::: DATA SECTION

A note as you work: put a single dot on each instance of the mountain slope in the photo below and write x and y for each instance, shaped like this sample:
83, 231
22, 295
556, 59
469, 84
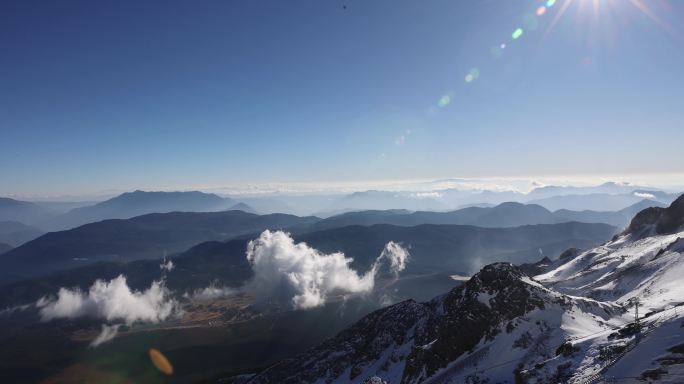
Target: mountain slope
502, 326
499, 309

::::::

**WRITTEN TASK**
Quote all of the lines above word for word, from the first to the last, and omit the pictures.

**FULL RESPONSE**
A note as you work: put a single dot on each instance of the mountain slope in the photo below and write x and y for each instance, shaped like this sample:
83, 231
22, 295
556, 59
469, 84
Target: mountain slope
502, 326
499, 309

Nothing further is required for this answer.